Daily Rules, Proposed Rules, and Notices of the Federal Government
The Deficit Reduction Act (DRA) of 2005 was enacted into law on February 8, 2006 (Pub. L. 109-171). Section 6087 of the DRA provided for a new State Plan option that is built on the experiences and lessons learned from the disability rights movement and States that pioneered self-direction programs. Self-direction is an important component of independence, as it promotes quality, access, and choice.
Specifically, section 6087 of the DRA amended section 1915 of the Social Security Act (the Act) to add new paragraph (j). Section 1915(j)(1) of the Act would allow a State the option to provide, as “medical assistance,” payment for part or all of the cost of self-directed personal assistance services (PAS) provided pursuant to a written plan of care to individuals for whom there has been a determination that, but for the provision of such services, the individuals would require and receive State Plan personal care services, or section 1915(c) home and community-based waiver services. Section 1915(j)(1) of the Act also expressly excludes Medicaid payment for room and board. Finally, section 1915(j)(1) of the Act requires that self-directed PAS may not be provided to individuals who reside in a home or property that is owned, operated, or controlled by a provider of services, not related by blood or marriage.
Section 1915(j)(2) of the Act sets forth five assurances that States must provide in order for the Secretary to approve self-directed PAS under this State Plan option. First, States must assure that necessary safeguards are in place to protect the health and welfare of individuals provided services under this State Plan option, and to assure the financial accountability for funds expended with respect to such services. Second, States must assure the provision of an evaluation of the need for State Plan personal care services, or personal services under a section 1915(c) waiver. Third, States must assure that individuals who are likely to require State Plan personal care services, or section 1915(c) waiver services, are informed of the feasible alternatives to the self-directed PAS State Plan option (if available) such as personal care under the regular State Plan option or personal assistance services under a section 1915(c) waiver program. Fourth, States must assure that they provide a support system that ensures that participants in the self-directed PAS program are appropriately assessed and counseled prior to enrollment and are able to manage their budgets. Fifth, States must assure that they will provide to the Secretary an annual report on the number of individuals served under the State Plan option and the total expenditures on their behalf in the aggregate. States must also provide an evaluation of the overall impact of this new option on the health and welfare of participating individuals compared to non-participants every 3 years.

▬▬▬▬▬▬▬▬▬▬

## Questions to answer
• a. According to the text on self-directed personal assistance services, how often must States evaluate the overall impact of this option on participants' health and welfare?
• b. Proceed with the text on self-directed personal assistance services, starting after its last sentence.

(Records from a collection)
▬▬▬▬▬▬▬▬▬▬

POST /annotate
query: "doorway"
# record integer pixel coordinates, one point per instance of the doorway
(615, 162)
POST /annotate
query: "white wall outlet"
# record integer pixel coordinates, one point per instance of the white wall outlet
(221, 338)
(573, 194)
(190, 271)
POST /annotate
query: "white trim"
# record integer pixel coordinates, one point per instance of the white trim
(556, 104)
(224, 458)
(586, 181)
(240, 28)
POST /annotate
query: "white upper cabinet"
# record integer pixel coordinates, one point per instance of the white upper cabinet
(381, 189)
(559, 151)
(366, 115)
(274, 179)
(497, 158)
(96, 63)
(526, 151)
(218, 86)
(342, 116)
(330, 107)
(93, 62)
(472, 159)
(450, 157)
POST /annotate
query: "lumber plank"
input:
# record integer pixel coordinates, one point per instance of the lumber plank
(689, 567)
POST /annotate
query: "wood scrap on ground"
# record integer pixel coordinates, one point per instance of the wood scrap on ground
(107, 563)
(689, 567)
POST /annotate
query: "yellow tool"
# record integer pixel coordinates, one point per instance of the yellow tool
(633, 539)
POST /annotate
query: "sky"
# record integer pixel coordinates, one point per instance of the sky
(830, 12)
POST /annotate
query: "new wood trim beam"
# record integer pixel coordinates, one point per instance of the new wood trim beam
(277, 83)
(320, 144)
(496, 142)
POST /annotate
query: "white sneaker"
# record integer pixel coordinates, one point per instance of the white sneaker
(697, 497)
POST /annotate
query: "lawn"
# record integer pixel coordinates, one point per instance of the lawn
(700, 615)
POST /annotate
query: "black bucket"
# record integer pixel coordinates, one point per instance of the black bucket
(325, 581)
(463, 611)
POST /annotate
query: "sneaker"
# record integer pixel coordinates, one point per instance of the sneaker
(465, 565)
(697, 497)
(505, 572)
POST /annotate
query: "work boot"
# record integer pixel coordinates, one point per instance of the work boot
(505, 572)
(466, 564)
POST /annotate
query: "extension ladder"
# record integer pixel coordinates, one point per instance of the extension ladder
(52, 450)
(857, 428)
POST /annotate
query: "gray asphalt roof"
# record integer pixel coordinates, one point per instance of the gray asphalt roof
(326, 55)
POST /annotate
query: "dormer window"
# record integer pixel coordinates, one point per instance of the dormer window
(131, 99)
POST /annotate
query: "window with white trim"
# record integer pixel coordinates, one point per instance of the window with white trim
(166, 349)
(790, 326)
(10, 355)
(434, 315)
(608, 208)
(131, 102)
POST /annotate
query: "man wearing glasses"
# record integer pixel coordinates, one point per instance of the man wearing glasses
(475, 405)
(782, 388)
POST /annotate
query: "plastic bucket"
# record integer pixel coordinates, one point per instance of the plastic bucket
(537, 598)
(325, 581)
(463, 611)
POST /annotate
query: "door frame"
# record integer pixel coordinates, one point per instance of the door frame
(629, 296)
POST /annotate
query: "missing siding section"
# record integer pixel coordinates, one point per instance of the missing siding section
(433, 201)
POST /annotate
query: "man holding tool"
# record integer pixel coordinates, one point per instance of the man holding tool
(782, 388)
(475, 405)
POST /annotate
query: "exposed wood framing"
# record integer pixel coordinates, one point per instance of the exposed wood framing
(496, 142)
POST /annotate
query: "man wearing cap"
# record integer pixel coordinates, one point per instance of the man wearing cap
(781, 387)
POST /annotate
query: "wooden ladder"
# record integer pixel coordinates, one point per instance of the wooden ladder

▬▬▬▬▬▬▬▬▬▬

## Written answers
• a. Every 3 years, compared with non-participants.

• b.
Section 1915(j)(3) of the Act indicates that States that offer self-directed PAS under this State Plan option are not subject to the statewideness and comparability requirements of the Act. Section 1915(j)(4)(A) of the Act defines self-directed PAS to mean personal care and related services under the State Plan, or home and community-based waiver services under a section 1915(c) waiver, provided to a participant eligible under this self-directed PAS State Plan option. Furthermore, the statute states that within an approved self-directed services plan and budget, individuals can purchase personal assistance and related services and hire, fire, supervise, and manage the individuals providing such services.
Section 1915(j)(4)(B) of the Act gives States the option to permit participants to hire any individual capable of providing the assigned tasks, including legally liable relatives, as paid providers of the services. The statute also gives States the option to permit participants to purchase items that increase independence or substitute for human assistance to the extent that expenditures would otherwise be made for the human assistance.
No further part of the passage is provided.